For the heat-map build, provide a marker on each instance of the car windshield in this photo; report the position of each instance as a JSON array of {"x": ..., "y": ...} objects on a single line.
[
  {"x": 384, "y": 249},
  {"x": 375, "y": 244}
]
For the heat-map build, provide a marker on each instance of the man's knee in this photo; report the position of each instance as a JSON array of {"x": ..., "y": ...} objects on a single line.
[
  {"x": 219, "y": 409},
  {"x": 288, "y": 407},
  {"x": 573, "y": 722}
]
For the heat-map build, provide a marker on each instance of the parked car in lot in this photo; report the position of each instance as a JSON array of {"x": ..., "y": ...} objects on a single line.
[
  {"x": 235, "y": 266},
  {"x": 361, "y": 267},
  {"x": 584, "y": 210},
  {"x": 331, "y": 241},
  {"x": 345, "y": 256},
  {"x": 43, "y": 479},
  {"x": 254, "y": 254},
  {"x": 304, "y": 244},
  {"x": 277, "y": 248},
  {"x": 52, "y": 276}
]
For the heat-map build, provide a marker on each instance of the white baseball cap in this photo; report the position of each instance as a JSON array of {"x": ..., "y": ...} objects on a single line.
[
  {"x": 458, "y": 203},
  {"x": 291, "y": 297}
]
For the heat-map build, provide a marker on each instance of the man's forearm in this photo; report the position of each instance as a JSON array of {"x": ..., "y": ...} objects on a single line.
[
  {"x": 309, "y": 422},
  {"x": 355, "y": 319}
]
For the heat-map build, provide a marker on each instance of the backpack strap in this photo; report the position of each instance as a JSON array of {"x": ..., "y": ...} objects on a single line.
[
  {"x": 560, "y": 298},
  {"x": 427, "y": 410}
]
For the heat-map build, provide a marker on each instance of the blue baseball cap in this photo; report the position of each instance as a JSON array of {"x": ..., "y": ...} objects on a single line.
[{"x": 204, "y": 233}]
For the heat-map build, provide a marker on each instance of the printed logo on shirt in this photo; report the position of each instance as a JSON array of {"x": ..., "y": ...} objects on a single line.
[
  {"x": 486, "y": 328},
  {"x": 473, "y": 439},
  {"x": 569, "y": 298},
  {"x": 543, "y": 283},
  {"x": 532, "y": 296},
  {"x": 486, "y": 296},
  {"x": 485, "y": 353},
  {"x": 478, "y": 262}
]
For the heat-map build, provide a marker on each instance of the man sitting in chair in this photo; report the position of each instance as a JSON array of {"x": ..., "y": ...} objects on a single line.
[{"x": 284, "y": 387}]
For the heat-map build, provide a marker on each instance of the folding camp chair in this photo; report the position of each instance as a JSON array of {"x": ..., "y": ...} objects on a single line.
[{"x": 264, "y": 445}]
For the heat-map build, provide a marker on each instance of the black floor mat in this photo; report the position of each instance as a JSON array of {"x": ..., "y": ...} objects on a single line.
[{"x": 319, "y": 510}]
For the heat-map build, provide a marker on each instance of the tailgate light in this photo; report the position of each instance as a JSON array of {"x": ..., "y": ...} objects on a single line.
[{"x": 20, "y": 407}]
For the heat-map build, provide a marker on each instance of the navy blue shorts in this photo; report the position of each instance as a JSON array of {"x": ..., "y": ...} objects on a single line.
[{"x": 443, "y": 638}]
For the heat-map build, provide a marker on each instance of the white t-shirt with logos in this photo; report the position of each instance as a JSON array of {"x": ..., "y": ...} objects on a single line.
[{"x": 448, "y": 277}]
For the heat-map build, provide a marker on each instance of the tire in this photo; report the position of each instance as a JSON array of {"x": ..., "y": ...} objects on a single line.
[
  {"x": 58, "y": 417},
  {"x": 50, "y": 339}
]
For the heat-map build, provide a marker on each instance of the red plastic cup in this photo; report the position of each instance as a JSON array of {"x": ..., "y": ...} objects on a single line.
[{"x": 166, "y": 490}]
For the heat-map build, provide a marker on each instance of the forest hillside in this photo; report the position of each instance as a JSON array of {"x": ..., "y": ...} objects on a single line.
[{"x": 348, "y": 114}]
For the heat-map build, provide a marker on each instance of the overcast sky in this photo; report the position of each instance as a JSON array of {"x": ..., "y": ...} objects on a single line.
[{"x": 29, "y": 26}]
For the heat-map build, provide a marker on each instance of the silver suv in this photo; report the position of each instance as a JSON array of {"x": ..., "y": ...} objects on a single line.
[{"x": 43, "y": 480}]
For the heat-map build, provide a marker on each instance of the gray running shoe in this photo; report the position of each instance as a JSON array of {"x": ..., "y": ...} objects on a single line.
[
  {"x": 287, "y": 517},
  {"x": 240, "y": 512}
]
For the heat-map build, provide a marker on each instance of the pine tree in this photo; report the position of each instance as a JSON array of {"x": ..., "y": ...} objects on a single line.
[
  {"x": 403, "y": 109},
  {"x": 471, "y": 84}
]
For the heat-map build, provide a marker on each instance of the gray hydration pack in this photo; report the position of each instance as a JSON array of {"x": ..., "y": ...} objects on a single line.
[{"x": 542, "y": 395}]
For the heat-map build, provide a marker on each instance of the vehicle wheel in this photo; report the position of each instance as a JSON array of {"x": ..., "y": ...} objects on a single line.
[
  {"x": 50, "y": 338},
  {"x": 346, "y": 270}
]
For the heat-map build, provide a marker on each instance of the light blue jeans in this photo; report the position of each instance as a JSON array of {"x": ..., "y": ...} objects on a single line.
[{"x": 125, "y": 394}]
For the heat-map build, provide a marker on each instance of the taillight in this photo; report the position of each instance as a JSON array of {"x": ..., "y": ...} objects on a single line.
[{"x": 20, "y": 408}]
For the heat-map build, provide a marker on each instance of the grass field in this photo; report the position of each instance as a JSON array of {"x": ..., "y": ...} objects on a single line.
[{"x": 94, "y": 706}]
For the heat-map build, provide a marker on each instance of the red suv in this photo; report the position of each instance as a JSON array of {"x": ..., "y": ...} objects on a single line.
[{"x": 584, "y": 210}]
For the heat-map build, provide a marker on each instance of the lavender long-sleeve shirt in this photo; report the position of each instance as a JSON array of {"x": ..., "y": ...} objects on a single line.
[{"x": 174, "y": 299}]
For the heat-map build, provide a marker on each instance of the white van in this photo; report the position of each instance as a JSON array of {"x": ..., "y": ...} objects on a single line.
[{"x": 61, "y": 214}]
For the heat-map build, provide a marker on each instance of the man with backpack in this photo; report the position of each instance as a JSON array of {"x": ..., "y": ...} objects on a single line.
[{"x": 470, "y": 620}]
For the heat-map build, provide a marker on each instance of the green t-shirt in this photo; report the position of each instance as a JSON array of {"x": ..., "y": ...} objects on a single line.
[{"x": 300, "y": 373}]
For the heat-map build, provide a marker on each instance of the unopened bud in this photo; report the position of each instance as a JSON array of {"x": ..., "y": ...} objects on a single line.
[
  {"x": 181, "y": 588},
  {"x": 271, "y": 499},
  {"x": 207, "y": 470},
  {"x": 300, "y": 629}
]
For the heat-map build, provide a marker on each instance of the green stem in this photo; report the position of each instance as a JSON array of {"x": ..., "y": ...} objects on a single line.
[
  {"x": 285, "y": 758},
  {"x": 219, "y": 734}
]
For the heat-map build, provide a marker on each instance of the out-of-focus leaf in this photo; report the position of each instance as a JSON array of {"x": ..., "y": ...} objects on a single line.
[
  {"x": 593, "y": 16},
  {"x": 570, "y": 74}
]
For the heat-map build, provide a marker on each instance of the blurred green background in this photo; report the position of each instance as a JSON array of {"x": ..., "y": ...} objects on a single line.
* * * * *
*Task prompt:*
Give back exactly the lines from the one that contains "the green stem" to the end of the material, both ends kept, and no other line.

*Solution:*
For the heat-map build, provide a marker on each instance of the green stem in this photo; report the position of each instance as a JSON array of {"x": ..., "y": ...} objects on a single line.
[
  {"x": 285, "y": 758},
  {"x": 219, "y": 734}
]
For the heat-map build, provide a marker on each instance of the out-of-focus leaf in this photo; report the position of each instance as a JSON array of {"x": ..., "y": ...} objects on a single line.
[
  {"x": 593, "y": 16},
  {"x": 570, "y": 74}
]
For the heat-map build, provide a marker on each instance of the blurred green background in this photo; report the position of each instance as a JSON array of {"x": ..., "y": ...} objects on a single line.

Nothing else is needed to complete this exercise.